[Data listing start]

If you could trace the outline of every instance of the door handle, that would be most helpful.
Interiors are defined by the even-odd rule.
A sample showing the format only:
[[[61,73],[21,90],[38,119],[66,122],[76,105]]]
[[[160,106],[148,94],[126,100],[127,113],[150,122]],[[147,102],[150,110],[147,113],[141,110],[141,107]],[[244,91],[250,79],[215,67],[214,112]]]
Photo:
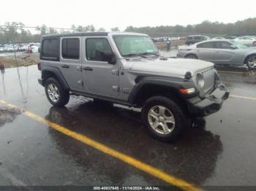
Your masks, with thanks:
[[[61,66],[62,68],[64,68],[64,69],[69,69],[69,66],[67,65],[67,64],[64,64],[64,65],[62,65]]]
[[[92,71],[92,68],[91,68],[91,67],[85,67],[85,68],[83,68],[83,70]]]

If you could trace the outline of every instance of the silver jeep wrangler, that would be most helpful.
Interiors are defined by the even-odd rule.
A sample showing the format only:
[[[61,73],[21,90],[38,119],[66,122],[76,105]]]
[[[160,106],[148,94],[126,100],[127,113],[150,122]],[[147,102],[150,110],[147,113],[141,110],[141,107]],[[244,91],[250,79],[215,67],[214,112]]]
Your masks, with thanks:
[[[82,95],[135,108],[154,137],[176,140],[191,117],[216,112],[229,96],[212,63],[159,55],[135,33],[79,33],[42,37],[39,82],[63,106]]]

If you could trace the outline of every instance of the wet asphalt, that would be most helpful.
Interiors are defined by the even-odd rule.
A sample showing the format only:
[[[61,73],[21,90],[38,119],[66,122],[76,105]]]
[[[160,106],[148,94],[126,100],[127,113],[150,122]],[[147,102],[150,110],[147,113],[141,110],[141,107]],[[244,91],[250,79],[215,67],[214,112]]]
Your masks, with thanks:
[[[219,68],[232,95],[256,98],[256,71]],[[139,112],[72,96],[48,101],[37,66],[5,69],[0,98],[197,186],[255,185],[256,100],[230,97],[175,143],[152,139]],[[167,185],[0,104],[0,185]]]

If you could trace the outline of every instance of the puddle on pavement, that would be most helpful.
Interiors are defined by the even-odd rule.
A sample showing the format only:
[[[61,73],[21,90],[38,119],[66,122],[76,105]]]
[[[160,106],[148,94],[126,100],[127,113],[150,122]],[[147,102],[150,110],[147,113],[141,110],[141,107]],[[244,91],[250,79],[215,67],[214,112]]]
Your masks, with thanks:
[[[20,114],[20,110],[16,108],[0,108],[0,128],[6,123],[13,122]]]

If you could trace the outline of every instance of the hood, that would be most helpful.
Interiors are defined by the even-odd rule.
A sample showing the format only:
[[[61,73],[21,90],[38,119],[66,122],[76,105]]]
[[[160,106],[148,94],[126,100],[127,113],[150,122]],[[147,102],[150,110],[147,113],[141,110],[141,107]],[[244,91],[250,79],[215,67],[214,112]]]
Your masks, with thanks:
[[[131,70],[140,73],[158,73],[162,75],[182,76],[187,71],[190,71],[192,76],[195,73],[210,67],[213,67],[213,63],[195,59],[188,58],[167,58],[167,60],[157,59],[140,59],[131,60],[132,65]]]

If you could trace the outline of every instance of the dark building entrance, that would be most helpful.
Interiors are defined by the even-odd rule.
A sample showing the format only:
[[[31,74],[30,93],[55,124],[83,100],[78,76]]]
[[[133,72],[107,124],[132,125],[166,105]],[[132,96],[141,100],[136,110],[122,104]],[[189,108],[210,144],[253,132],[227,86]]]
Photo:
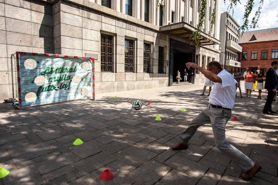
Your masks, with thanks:
[[[183,71],[185,68],[188,74],[187,81],[192,84],[194,82],[195,69],[186,68],[187,62],[194,62],[195,61],[195,47],[184,43],[174,40],[170,41],[169,60],[169,86],[176,83],[176,78],[178,70],[180,70],[182,80],[183,81]]]

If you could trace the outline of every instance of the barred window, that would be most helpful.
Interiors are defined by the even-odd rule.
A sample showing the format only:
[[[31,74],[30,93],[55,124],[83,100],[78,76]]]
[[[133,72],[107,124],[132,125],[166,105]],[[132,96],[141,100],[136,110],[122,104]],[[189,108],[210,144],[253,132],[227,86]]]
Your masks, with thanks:
[[[158,73],[163,73],[163,47],[158,47]]]
[[[143,64],[143,72],[150,72],[150,44],[144,43],[144,62]]]
[[[202,67],[205,68],[205,56],[202,56]]]
[[[251,60],[257,60],[257,51],[251,51]]]
[[[125,40],[125,72],[133,72],[133,40]]]
[[[196,55],[196,62],[195,64],[198,65],[200,66],[200,55]],[[200,72],[199,70],[197,70],[196,71],[196,74],[200,74]]]
[[[262,50],[261,54],[261,59],[267,59],[267,50]]]
[[[101,71],[112,72],[112,37],[101,34]]]

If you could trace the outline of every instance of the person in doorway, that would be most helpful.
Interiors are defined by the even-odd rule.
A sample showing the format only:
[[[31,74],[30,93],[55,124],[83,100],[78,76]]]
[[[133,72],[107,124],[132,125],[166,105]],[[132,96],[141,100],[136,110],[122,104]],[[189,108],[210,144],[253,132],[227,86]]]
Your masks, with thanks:
[[[236,81],[239,83],[239,85],[237,86],[237,87],[239,88],[239,93],[240,95],[240,98],[242,97],[242,95],[241,94],[241,89],[240,88],[240,79],[242,77],[242,74],[241,72],[239,71],[239,69],[238,67],[235,68],[235,72],[234,74],[234,78],[235,78]],[[236,92],[237,89],[235,90]],[[236,96],[236,94],[235,96]]]
[[[232,116],[231,110],[235,104],[237,82],[232,75],[222,69],[218,62],[213,61],[209,63],[208,70],[191,62],[187,63],[186,65],[187,68],[192,67],[200,71],[213,82],[214,85],[208,108],[201,111],[191,121],[180,136],[180,143],[172,147],[172,149],[187,148],[188,142],[198,128],[211,123],[216,147],[244,171],[241,175],[242,178],[252,178],[261,167],[228,143],[225,135],[226,124]]]
[[[245,89],[246,90],[247,94],[246,97],[248,97],[248,94],[249,95],[249,98],[251,97],[251,92],[252,92],[252,89],[253,88],[253,84],[256,79],[256,76],[255,74],[252,73],[252,71],[251,68],[249,68],[248,72],[245,75]]]
[[[186,72],[186,69],[184,68],[184,70],[183,71],[183,80],[185,82],[187,81],[187,72]]]
[[[180,69],[179,69],[178,70],[178,71],[177,72],[177,76],[176,77],[176,79],[178,80],[178,82],[177,82],[177,83],[180,83]]]
[[[260,70],[260,73],[256,78],[256,80],[258,82],[256,88],[259,91],[259,95],[257,99],[262,99],[261,94],[262,93],[262,90],[264,89],[264,80],[265,78],[265,75],[264,74],[264,69],[261,69]]]
[[[207,66],[207,69],[208,69],[208,66]],[[200,96],[203,96],[205,95],[205,92],[206,91],[206,89],[207,87],[209,87],[209,96],[210,95],[210,92],[211,91],[211,87],[212,87],[212,82],[211,80],[208,79],[205,77],[205,84],[204,84],[204,88],[203,88],[203,92],[200,95]]]
[[[264,88],[267,90],[267,99],[264,108],[263,113],[264,114],[273,115],[277,113],[272,111],[271,104],[273,101],[274,94],[278,89],[278,75],[275,72],[277,67],[278,61],[272,61],[271,67],[267,70],[265,75]]]

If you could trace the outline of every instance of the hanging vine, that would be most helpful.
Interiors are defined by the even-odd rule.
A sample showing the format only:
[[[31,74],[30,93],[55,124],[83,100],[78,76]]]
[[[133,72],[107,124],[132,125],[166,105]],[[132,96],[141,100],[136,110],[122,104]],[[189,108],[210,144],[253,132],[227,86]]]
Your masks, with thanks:
[[[163,0],[157,0],[157,8],[156,11],[157,11],[157,9],[159,7],[159,6],[161,5],[162,8],[162,16],[164,16],[164,11],[163,10],[163,8],[164,6],[164,4],[163,3]]]

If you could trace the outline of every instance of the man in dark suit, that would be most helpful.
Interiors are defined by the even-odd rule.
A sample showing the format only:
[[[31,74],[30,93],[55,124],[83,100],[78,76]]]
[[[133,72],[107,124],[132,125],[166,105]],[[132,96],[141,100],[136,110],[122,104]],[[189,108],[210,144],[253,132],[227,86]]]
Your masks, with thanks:
[[[271,67],[266,73],[264,88],[267,90],[267,99],[264,108],[263,112],[264,114],[273,115],[277,113],[271,110],[271,104],[275,92],[278,89],[278,75],[275,72],[277,67],[278,61],[273,61],[271,62]]]

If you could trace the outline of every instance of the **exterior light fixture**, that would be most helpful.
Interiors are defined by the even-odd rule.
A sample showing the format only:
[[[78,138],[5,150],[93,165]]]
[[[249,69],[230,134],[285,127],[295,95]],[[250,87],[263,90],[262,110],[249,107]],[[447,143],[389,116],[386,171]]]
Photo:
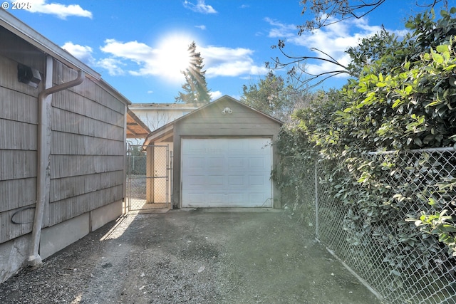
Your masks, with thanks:
[[[26,83],[27,85],[36,88],[41,81],[41,75],[38,70],[18,63],[17,80],[20,83]]]

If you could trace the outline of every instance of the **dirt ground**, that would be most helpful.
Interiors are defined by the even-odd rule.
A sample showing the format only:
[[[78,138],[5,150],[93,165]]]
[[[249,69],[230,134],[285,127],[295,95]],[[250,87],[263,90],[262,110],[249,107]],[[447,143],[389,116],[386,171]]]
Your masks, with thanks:
[[[1,303],[380,303],[271,209],[129,214],[0,284]]]

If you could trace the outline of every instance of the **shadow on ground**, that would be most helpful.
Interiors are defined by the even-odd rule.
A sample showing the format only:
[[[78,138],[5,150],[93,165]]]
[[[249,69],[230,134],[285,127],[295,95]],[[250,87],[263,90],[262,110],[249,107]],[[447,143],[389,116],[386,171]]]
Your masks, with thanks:
[[[380,303],[272,209],[129,214],[0,285],[1,303]]]

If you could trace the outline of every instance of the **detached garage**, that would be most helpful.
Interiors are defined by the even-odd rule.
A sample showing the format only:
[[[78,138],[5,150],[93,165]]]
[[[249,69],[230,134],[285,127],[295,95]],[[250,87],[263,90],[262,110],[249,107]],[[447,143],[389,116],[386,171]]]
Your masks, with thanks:
[[[224,96],[152,132],[167,144],[175,209],[280,207],[270,179],[281,122]]]

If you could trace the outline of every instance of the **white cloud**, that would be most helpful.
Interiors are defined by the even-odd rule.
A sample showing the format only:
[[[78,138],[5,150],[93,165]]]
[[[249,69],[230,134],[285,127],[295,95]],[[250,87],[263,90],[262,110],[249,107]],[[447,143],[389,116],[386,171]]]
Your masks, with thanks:
[[[211,95],[211,100],[215,100],[223,96],[223,94],[220,91],[210,92],[209,95]]]
[[[206,4],[204,0],[198,0],[196,4],[185,0],[184,6],[197,13],[217,14],[217,11],[210,5]]]
[[[28,11],[31,13],[42,13],[56,15],[61,19],[74,16],[78,17],[92,18],[92,13],[81,8],[78,4],[61,4],[58,3],[47,3],[47,0],[17,0],[13,2],[30,4]]]
[[[62,48],[88,65],[95,63],[95,59],[92,56],[93,50],[90,46],[74,44],[73,42],[68,41],[65,43]]]
[[[270,18],[265,18],[264,21],[273,26],[269,30],[269,37],[283,39],[295,36],[298,33],[296,26],[294,24],[284,24]]]
[[[269,32],[269,37],[284,39],[285,53],[292,56],[304,54],[325,56],[321,52],[316,51],[319,50],[346,66],[350,63],[350,58],[345,51],[350,47],[358,46],[361,39],[381,30],[380,26],[370,26],[368,24],[368,19],[361,18],[336,22],[315,30],[313,33],[304,32],[298,36],[296,25],[285,24],[270,19],[266,19],[265,21],[271,26]],[[331,19],[328,19],[328,21],[331,21]],[[396,33],[403,35],[403,33]],[[306,48],[307,51],[303,50],[302,47]],[[312,74],[340,69],[340,67],[321,61],[308,61],[305,66],[306,70]]]
[[[201,48],[200,51],[206,63],[207,78],[237,77],[246,74],[257,75],[267,73],[265,67],[254,64],[251,56],[254,51],[248,48],[208,46]]]
[[[108,70],[108,73],[111,76],[118,76],[125,73],[122,65],[125,64],[122,61],[113,58],[103,58],[97,62],[97,66]]]
[[[187,56],[186,52],[190,42],[178,37],[171,37],[164,40],[162,43],[154,48],[138,41],[121,42],[108,39],[100,49],[110,54],[111,58],[110,61],[105,59],[105,62],[100,62],[104,63],[103,66],[112,75],[120,74],[120,63],[126,65],[127,62],[132,61],[136,63],[137,68],[130,68],[128,72],[130,75],[160,76],[167,80],[181,83],[185,80],[180,73],[184,69],[182,64],[185,63],[182,59],[187,60],[185,56]],[[180,46],[177,46],[176,43],[180,43]],[[180,50],[180,53],[175,53],[178,50]],[[200,52],[203,58],[206,77],[208,78],[217,76],[245,77],[267,73],[266,68],[254,64],[252,58],[254,52],[248,48],[197,46],[197,51]],[[117,61],[112,61],[113,58]],[[113,63],[112,65],[110,63]],[[188,64],[188,61],[186,63]]]

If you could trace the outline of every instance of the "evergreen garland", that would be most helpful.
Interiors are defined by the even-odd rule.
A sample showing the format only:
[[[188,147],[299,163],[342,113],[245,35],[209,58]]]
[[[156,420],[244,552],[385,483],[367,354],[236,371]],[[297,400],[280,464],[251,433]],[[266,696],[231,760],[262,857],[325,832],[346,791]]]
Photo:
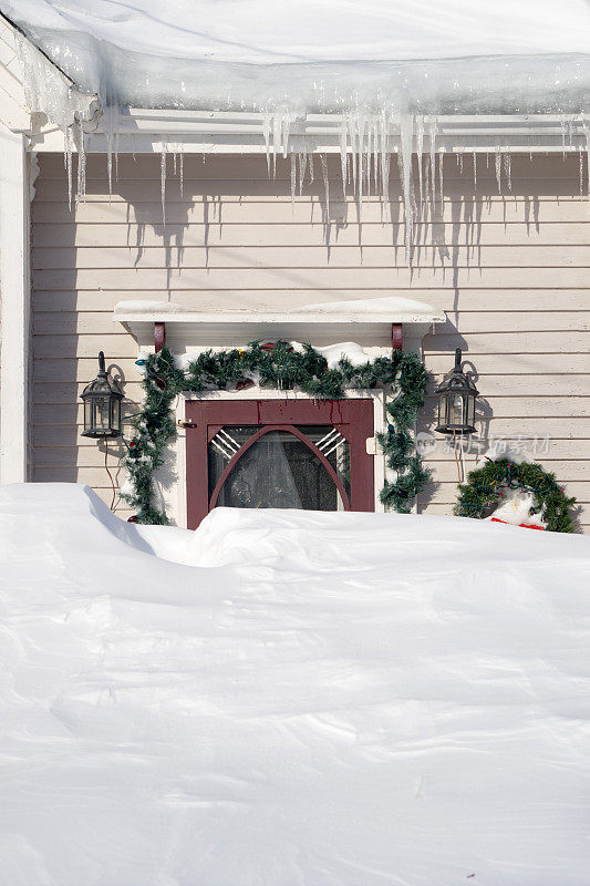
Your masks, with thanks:
[[[454,514],[458,517],[482,519],[499,504],[501,487],[529,492],[534,505],[529,513],[541,514],[546,528],[552,533],[573,533],[570,508],[576,498],[566,495],[550,474],[536,462],[516,464],[508,459],[488,461],[483,467],[472,471],[467,483],[459,485]]]
[[[428,382],[428,373],[415,353],[395,350],[391,357],[377,357],[360,367],[341,359],[338,368],[329,369],[325,358],[311,344],[293,350],[288,342],[278,341],[267,350],[259,342],[250,342],[244,350],[205,351],[186,370],[178,369],[165,347],[149,354],[144,365],[145,400],[142,412],[132,421],[135,435],[122,460],[128,488],[121,491],[121,497],[137,511],[138,523],[168,523],[164,511],[154,504],[153,480],[164,464],[166,445],[176,434],[173,404],[183,391],[236,389],[256,380],[261,388],[297,387],[318,400],[340,400],[346,389],[393,388],[393,399],[386,403],[390,424],[379,442],[397,478],[385,482],[381,501],[387,508],[407,513],[431,475],[414,451],[411,434]]]

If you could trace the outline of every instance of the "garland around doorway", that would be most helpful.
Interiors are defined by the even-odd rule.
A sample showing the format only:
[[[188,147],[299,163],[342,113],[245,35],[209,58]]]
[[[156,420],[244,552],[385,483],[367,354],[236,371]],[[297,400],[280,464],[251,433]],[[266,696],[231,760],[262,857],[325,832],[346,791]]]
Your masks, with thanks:
[[[141,364],[145,369],[145,399],[142,411],[132,419],[135,434],[122,459],[128,480],[121,491],[121,497],[137,512],[138,523],[168,523],[164,508],[155,503],[154,475],[176,434],[173,405],[183,392],[241,390],[256,383],[279,390],[298,388],[318,400],[339,400],[346,389],[385,388],[392,391],[386,403],[390,423],[379,435],[379,443],[396,478],[385,481],[382,503],[402,514],[410,512],[413,498],[431,475],[415,452],[411,433],[428,382],[428,372],[416,353],[395,350],[391,357],[377,357],[362,365],[341,359],[330,369],[311,344],[296,349],[278,341],[269,350],[260,342],[250,342],[244,350],[205,351],[187,369],[178,368],[166,347]]]

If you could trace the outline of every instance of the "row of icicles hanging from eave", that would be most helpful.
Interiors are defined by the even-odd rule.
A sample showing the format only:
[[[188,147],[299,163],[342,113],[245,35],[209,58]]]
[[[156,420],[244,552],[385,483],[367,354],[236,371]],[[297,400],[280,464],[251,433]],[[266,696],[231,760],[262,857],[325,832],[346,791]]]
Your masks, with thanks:
[[[113,192],[113,182],[118,179],[118,131],[116,127],[118,110],[108,109],[104,114],[103,128],[106,137],[106,168],[108,194]],[[290,128],[294,115],[266,114],[262,117],[262,134],[267,157],[269,178],[276,179],[277,158],[290,158],[290,193],[294,205],[297,195],[320,177],[323,184],[323,206],[325,218],[330,218],[330,200],[346,202],[352,196],[358,206],[359,220],[362,218],[363,203],[376,197],[382,207],[382,218],[391,217],[391,172],[392,157],[395,155],[401,183],[403,204],[404,245],[408,262],[412,259],[414,245],[414,227],[416,223],[442,220],[444,197],[444,158],[447,150],[438,144],[438,120],[435,116],[420,114],[381,114],[362,115],[348,113],[343,115],[340,126],[340,176],[339,189],[334,192],[334,181],[329,176],[328,156],[325,152],[314,150],[291,150],[289,146]],[[584,150],[579,154],[579,189],[590,194],[590,127],[584,116],[565,115],[561,117],[561,141],[563,157],[573,152],[573,136],[581,124],[586,136]],[[64,165],[68,175],[69,204],[73,204],[73,156],[77,156],[76,205],[85,199],[86,178],[86,134],[84,123],[77,122],[64,128]],[[470,171],[474,195],[477,189],[476,150],[456,150],[460,173]],[[166,182],[168,175],[179,179],[180,198],[184,197],[184,151],[177,143],[161,141],[161,200],[162,220],[166,224]],[[168,155],[172,161],[168,161]],[[498,194],[511,193],[511,153],[508,146],[497,144],[493,153],[485,152],[486,168],[493,165]],[[586,175],[584,175],[586,156]],[[415,157],[415,162],[414,162]],[[532,154],[530,154],[532,159]],[[203,154],[203,162],[206,154]],[[318,171],[319,166],[319,171]],[[319,176],[318,176],[319,172]],[[584,188],[586,178],[586,188]],[[332,193],[330,184],[332,181]]]

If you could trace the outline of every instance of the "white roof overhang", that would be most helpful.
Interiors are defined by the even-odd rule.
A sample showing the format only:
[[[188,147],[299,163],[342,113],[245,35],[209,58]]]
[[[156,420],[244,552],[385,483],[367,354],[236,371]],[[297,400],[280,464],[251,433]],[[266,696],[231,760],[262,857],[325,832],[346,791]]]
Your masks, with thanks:
[[[392,326],[402,324],[411,340],[416,341],[433,324],[446,322],[446,315],[425,302],[400,298],[308,305],[290,310],[222,312],[167,301],[121,301],[113,319],[123,323],[141,348],[154,343],[155,323],[165,323],[170,346],[177,342],[183,348],[237,347],[263,339],[312,341],[314,344],[349,340],[391,347]]]
[[[86,152],[104,153],[107,138],[101,117],[87,133]],[[425,119],[427,124],[427,117]],[[567,123],[567,131],[566,131]],[[453,115],[438,116],[436,150],[445,152],[563,152],[587,148],[590,117],[535,115]],[[91,128],[84,126],[84,128]],[[265,119],[262,114],[224,111],[176,111],[127,109],[114,125],[120,153],[266,153]],[[427,125],[425,126],[427,133]],[[342,117],[338,114],[306,114],[289,128],[290,152],[340,153]],[[392,136],[398,135],[395,131]],[[60,151],[63,135],[56,128],[44,127],[31,137],[33,151]],[[423,150],[428,151],[424,136]],[[395,151],[395,144],[394,144]]]
[[[46,75],[69,90],[72,106],[84,109],[87,153],[105,153],[107,136],[96,95],[81,93],[75,84],[20,31],[0,14],[0,121],[12,132],[27,136],[33,152],[63,151],[60,126],[31,109],[23,85],[18,41],[37,53]],[[73,120],[72,120],[73,122]],[[428,151],[427,117],[423,150]],[[266,153],[265,117],[234,111],[179,111],[130,107],[112,121],[118,153],[161,153],[163,147],[186,153]],[[557,115],[453,115],[437,116],[436,148],[445,152],[569,152],[587,150],[590,116]],[[340,153],[342,117],[338,114],[304,114],[289,128],[286,151]],[[392,136],[395,138],[395,131]],[[75,150],[75,147],[73,148]],[[395,151],[395,144],[393,145]]]

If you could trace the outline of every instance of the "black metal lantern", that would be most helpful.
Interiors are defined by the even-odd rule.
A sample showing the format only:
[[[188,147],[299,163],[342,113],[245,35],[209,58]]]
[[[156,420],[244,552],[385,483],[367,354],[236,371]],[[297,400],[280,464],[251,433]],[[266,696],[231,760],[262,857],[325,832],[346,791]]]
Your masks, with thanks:
[[[455,365],[436,388],[438,426],[442,434],[475,433],[475,400],[479,391],[460,368],[460,348],[455,351]]]
[[[111,381],[104,368],[104,353],[99,354],[99,374],[84,388],[84,431],[82,436],[121,436],[121,401],[123,391]]]

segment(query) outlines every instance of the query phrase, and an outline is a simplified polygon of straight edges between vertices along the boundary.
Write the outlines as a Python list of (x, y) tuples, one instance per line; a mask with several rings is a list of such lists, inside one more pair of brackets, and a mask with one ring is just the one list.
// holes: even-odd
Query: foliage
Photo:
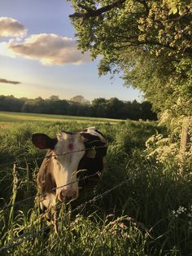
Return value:
[[(13, 122), (0, 130), (1, 207), (18, 202), (0, 211), (0, 248), (22, 241), (2, 253), (189, 255), (192, 246), (191, 173), (179, 174), (171, 160), (162, 165), (147, 159), (146, 141), (155, 132), (166, 134), (156, 122), (98, 122), (97, 128), (107, 136), (109, 148), (103, 179), (94, 193), (100, 195), (125, 179), (128, 182), (80, 210), (72, 212), (95, 196), (92, 188), (72, 208), (59, 205), (62, 219), (59, 221), (59, 236), (51, 223), (43, 220), (34, 197), (19, 203), (35, 196), (35, 177), (44, 157), (32, 145), (31, 135), (43, 132), (52, 137), (61, 130), (75, 130), (88, 126), (95, 126), (95, 120)], [(10, 161), (15, 159), (20, 161), (13, 171)]]
[(71, 2), (79, 47), (102, 57), (100, 74), (123, 71), (154, 109), (191, 115), (190, 1)]
[[(132, 120), (155, 120), (156, 114), (151, 110), (151, 104), (144, 101), (137, 103), (123, 102), (117, 98), (105, 99), (95, 99), (92, 104), (88, 104), (82, 96), (76, 96), (72, 100), (59, 99), (52, 95), (50, 99), (16, 99), (14, 96), (0, 95), (0, 111), (22, 113), (50, 113), (82, 117), (108, 117)], [(81, 99), (81, 100), (80, 100)]]

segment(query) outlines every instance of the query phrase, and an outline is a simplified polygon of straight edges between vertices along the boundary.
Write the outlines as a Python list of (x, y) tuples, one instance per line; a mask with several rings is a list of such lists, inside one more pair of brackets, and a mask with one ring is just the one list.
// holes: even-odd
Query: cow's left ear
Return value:
[(34, 134), (32, 135), (32, 142), (40, 149), (54, 149), (57, 139), (51, 139), (44, 134)]

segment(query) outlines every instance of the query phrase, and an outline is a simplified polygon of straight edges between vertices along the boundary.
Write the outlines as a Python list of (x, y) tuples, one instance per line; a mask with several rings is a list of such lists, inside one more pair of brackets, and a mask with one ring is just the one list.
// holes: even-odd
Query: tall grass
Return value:
[[(0, 131), (1, 207), (37, 193), (35, 177), (44, 153), (31, 135), (55, 136), (95, 121), (28, 122)], [(0, 211), (0, 246), (11, 255), (192, 255), (191, 175), (177, 166), (151, 162), (145, 142), (158, 130), (155, 122), (98, 123), (109, 142), (103, 179), (71, 205), (58, 205), (56, 235), (33, 198)], [(166, 132), (161, 130), (161, 132)], [(1, 165), (16, 162), (15, 166)], [(14, 166), (14, 168), (13, 168)], [(80, 204), (122, 181), (126, 184), (74, 211)]]

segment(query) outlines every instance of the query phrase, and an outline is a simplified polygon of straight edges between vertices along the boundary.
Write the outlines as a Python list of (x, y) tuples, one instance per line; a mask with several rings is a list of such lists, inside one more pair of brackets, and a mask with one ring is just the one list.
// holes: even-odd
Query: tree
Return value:
[(71, 2), (79, 47), (102, 56), (99, 74), (123, 70), (156, 111), (191, 115), (190, 1)]
[(85, 99), (84, 96), (82, 96), (82, 95), (74, 96), (70, 100), (72, 102), (77, 102), (81, 104), (90, 104), (90, 102), (88, 99)]

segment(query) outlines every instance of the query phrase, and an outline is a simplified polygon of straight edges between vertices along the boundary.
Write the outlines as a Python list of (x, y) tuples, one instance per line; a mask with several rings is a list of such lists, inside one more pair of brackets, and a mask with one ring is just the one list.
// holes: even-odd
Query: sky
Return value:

[Data listing end]

**What is expected**
Copy the stretch of the data from the line containing "on ground**, that would be most helpful." through the line containing "[[[380,303],[272,209],[129,214],[0,285],[1,303]]]", changing "shadow on ground" to "dark shadow on ground" and leaving everything else unchanged.

**Answer to this problem**
If you could trace the outline of every instance of the **dark shadow on ground**, that would be most helpful.
Interiors are defined by the even-odd rule.
A sample showing the format only:
[[[78,138],[5,150],[93,165]]]
[[[249,69],[230,134],[285,127],[295,95]],[[250,87],[263,90],[262,110],[249,107]],[[447,143],[389,116],[386,171]]]
Your masks, with thanks:
[[[380,303],[272,209],[129,214],[0,285],[1,303]]]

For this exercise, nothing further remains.